Short problem: Copy down all of the data underneath, exactly as shown.

Data extract:
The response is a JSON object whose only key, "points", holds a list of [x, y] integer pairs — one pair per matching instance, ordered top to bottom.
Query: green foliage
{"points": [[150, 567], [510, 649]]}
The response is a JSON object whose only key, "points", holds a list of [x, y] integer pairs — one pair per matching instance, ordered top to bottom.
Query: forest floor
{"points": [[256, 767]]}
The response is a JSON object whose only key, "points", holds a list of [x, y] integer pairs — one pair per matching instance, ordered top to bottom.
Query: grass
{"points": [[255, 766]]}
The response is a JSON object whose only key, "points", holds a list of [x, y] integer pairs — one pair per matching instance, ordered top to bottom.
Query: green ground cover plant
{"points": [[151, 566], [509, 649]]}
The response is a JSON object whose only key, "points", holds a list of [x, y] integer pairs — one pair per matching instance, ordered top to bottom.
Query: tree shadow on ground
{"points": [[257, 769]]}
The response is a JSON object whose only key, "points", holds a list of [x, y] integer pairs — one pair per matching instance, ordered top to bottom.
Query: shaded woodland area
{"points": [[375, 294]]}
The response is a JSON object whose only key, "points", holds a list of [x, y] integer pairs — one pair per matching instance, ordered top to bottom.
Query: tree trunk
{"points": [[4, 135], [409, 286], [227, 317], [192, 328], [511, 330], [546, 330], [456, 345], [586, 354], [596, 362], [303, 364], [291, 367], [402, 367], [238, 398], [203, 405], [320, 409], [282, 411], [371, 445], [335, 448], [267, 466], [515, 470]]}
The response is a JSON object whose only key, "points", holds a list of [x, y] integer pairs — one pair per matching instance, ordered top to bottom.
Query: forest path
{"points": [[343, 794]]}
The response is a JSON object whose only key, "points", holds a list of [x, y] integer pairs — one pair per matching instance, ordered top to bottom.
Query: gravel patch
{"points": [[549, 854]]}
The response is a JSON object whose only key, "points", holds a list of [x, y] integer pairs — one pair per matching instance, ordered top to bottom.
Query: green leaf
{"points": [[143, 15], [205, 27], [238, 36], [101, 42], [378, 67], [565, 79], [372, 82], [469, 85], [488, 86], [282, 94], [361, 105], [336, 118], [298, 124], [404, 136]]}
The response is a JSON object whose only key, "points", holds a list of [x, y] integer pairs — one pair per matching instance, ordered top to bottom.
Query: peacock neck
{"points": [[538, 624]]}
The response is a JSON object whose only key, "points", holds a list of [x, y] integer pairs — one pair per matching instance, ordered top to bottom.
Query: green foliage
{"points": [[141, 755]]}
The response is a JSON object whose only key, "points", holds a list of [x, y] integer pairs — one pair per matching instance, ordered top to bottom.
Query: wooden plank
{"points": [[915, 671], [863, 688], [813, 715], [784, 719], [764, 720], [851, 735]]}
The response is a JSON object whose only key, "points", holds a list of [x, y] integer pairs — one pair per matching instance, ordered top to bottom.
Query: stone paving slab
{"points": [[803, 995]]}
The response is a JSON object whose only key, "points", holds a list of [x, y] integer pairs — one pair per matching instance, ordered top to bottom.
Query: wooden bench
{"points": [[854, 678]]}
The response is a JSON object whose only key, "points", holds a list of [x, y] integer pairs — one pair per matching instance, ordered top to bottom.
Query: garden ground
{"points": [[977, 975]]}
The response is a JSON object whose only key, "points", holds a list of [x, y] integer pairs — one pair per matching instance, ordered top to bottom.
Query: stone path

Response to this exercise:
The response is a JSON object whose only key, "points", holds a list of [x, y] integer pairs — one pair per matching instance, ordered top to bottom.
Query: green foliage
{"points": [[150, 567], [510, 649]]}
The response is a JSON object whose only key, "points", holds a list of [x, y] integer pairs — one pair per matching instance, ordered top to bottom.
Query: forest floor
{"points": [[256, 767]]}
The response is a JSON object whose only key, "points", holds a list of [x, y] integer pairs — one pair per matching instance, ordered top to bottom.
Query: grass
{"points": [[255, 766]]}
The response is a JSON object whose only key, "points", holds a list of [x, y] integer pairs — one pair per matching instance, ordered top to bottom.
Query: green ground cover plant
{"points": [[151, 566], [509, 649]]}
The response is a JSON object whose only key, "points", holds a list of [x, y] integer pairs — one pair per matching instance, ordered top to bottom.
Query: tree shadow on ground
{"points": [[257, 769]]}
The response is a JSON object whose only key, "points", holds a list of [x, y] integer pairs — one pair per matching instance, ordered top to bottom.
Query: shaded woodland area
{"points": [[375, 294]]}
The response is a JSON object whose only key, "points", holds a list of [x, y] integer pairs — one pair per matching instance, ordered top to bottom.
Query: tree trunk
{"points": [[4, 135], [409, 286], [227, 317], [192, 328], [511, 330], [546, 330], [456, 345], [586, 354], [596, 362], [303, 364], [291, 367], [402, 367], [238, 398], [203, 405], [320, 409], [282, 411], [371, 445], [335, 448], [267, 466], [515, 470]]}
The response is a JSON object whose only key, "points", holds a list of [x, y] integer pairs — one pair per matching instance, ordered top to bottom.
Query: forest path
{"points": [[343, 794]]}
The response is a JSON object whose only key, "points", holds a list of [x, y] integer pairs — one pair per matching instance, ordered top to bottom.
Query: gravel patch
{"points": [[549, 854]]}
The response is a JSON object whose only key, "points", holds a list of [x, y] integer pairs — one pair per matching instance, ordered top to bottom.
Query: green leaf
{"points": [[143, 15], [205, 27], [238, 36], [101, 42], [378, 67], [565, 79], [372, 82], [469, 85], [488, 86], [282, 94], [361, 105], [336, 118], [298, 124], [404, 136]]}
The response is a JSON object whose only key, "points", holds a list of [x, y] integer pairs — one pair per matching instance, ordered top to bottom.
Query: peacock neck
{"points": [[538, 624]]}
The response is a JSON object whose only key, "points", holds a list of [x, y] integer pairs — one pair per matching instance, ordered top to bottom.
Query: green foliage
{"points": [[141, 755]]}
The response is a JSON object whose only key, "points", holds a list of [x, y] integer pairs — one pair per matching instance, ordered top to bottom.
Query: wooden plank
{"points": [[915, 671], [863, 688], [813, 715], [784, 719], [764, 720], [851, 735]]}
The response is a JSON object whose only key, "points", holds a list of [x, y] integer pairs — one pair per matching instance, ordered top to bottom.
Query: stone paving slab
{"points": [[803, 995]]}
The response is a JSON object whose only key, "points", holds a list of [x, y] integer pairs — one pair per matching instance, ordered top to bottom.
Query: wooden bench
{"points": [[854, 678]]}
The response is a JSON object whose only key, "points", holds a list of [x, y] integer pairs — one pair per matching instance, ordered top to bottom.
Query: garden ground
{"points": [[977, 975]]}
The response is a JSON object whose only key, "points", holds a list of [x, y] integer pairs — one pair per matching instance, ordered top to bottom.
Query: stone path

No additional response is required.